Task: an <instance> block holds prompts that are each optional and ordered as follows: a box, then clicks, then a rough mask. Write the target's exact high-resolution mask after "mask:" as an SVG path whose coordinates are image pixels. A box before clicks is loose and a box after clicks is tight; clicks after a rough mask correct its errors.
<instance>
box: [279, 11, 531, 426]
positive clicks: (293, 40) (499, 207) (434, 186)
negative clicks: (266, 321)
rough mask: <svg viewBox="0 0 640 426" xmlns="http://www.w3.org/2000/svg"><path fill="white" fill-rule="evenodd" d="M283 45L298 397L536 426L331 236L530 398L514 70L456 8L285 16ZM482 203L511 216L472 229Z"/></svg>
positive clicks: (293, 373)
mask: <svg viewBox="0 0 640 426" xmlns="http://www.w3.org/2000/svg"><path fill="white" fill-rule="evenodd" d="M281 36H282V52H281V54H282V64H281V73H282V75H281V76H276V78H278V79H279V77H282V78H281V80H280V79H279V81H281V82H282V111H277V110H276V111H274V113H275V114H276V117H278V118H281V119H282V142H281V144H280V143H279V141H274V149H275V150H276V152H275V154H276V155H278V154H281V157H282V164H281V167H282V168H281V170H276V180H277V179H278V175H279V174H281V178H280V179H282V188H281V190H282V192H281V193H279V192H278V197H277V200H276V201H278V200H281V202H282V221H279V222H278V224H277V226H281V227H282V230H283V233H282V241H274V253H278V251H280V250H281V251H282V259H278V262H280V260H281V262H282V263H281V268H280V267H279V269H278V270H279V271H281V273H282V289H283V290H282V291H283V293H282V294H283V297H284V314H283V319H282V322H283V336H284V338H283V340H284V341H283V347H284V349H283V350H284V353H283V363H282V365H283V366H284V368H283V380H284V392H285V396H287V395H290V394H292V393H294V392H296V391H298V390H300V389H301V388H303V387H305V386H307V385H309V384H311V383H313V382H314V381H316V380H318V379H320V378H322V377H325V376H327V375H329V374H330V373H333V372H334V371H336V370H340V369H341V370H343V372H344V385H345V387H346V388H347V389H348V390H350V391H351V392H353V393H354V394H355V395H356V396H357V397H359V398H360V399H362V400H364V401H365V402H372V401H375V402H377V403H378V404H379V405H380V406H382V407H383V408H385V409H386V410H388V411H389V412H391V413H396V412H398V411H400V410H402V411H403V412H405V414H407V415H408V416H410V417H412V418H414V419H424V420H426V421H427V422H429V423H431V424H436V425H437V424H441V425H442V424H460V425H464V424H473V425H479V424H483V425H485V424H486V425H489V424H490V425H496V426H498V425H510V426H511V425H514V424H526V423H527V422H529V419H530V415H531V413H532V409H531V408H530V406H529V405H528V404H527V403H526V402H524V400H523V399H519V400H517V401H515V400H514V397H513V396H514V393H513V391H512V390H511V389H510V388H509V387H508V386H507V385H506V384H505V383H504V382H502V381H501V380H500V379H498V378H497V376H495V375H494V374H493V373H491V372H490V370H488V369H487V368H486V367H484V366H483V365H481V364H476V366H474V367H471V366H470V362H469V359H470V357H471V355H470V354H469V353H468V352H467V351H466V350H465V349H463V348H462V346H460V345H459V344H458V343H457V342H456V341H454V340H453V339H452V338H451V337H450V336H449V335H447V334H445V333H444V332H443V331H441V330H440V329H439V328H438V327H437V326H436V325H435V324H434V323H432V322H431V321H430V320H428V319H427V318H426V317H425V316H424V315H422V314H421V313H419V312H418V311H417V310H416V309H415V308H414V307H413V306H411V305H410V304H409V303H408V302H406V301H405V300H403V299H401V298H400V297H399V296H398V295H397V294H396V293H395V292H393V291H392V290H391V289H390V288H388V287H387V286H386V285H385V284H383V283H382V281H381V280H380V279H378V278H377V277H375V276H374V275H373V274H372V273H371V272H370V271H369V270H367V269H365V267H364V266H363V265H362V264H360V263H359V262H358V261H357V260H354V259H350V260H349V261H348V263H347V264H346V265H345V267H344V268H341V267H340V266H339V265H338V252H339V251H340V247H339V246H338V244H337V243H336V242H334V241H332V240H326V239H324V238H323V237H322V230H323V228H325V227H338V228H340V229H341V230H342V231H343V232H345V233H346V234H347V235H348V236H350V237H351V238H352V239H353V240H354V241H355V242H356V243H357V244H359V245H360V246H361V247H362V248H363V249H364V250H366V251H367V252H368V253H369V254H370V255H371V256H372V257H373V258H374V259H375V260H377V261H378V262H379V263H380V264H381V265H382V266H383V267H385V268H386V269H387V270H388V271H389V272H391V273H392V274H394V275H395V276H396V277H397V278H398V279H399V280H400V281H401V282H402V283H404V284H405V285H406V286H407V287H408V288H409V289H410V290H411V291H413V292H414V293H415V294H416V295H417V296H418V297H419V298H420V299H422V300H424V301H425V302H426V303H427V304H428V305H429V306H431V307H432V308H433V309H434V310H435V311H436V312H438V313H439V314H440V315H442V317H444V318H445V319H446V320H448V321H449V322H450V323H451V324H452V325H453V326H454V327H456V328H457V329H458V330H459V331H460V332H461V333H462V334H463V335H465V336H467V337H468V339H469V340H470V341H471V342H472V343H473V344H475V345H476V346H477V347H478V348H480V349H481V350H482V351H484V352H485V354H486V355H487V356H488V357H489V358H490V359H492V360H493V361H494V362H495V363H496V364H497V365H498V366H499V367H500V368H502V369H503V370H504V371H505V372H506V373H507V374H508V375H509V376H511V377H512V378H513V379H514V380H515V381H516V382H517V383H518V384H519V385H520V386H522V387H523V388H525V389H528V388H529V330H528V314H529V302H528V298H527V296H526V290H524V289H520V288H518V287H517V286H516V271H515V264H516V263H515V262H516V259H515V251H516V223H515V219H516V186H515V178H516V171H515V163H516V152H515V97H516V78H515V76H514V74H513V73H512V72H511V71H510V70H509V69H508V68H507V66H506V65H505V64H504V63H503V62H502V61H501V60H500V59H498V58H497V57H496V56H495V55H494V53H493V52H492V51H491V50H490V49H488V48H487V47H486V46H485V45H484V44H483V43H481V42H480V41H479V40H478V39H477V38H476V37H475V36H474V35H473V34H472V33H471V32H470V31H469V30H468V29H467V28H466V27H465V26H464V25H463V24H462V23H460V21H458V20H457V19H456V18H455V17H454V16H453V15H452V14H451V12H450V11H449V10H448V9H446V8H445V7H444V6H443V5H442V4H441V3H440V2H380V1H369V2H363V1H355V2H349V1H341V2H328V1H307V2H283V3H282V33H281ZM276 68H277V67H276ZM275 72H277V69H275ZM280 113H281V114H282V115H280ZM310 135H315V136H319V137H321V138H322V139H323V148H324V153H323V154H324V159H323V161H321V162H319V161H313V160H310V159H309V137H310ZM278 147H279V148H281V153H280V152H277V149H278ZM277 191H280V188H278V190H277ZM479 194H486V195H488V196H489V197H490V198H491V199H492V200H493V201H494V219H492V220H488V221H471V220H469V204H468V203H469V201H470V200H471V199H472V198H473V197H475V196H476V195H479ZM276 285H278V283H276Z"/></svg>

★ ★ ★ ★ ★ ★ ★

» **WORK ORDER**
Looking at the data above, return every line from the one with "box: [279, 11, 531, 426]" down to the one with "rough mask: <svg", exactly and inclusively.

» **COMPLETED TASK**
box: [279, 11, 531, 426]
positive clicks: (293, 40) (499, 207) (434, 186)
negative clicks: (266, 321)
rough mask: <svg viewBox="0 0 640 426" xmlns="http://www.w3.org/2000/svg"><path fill="white" fill-rule="evenodd" d="M283 45L298 397L536 426L331 236L530 398L514 70L456 8L285 16ZM482 203L511 216L472 229Z"/></svg>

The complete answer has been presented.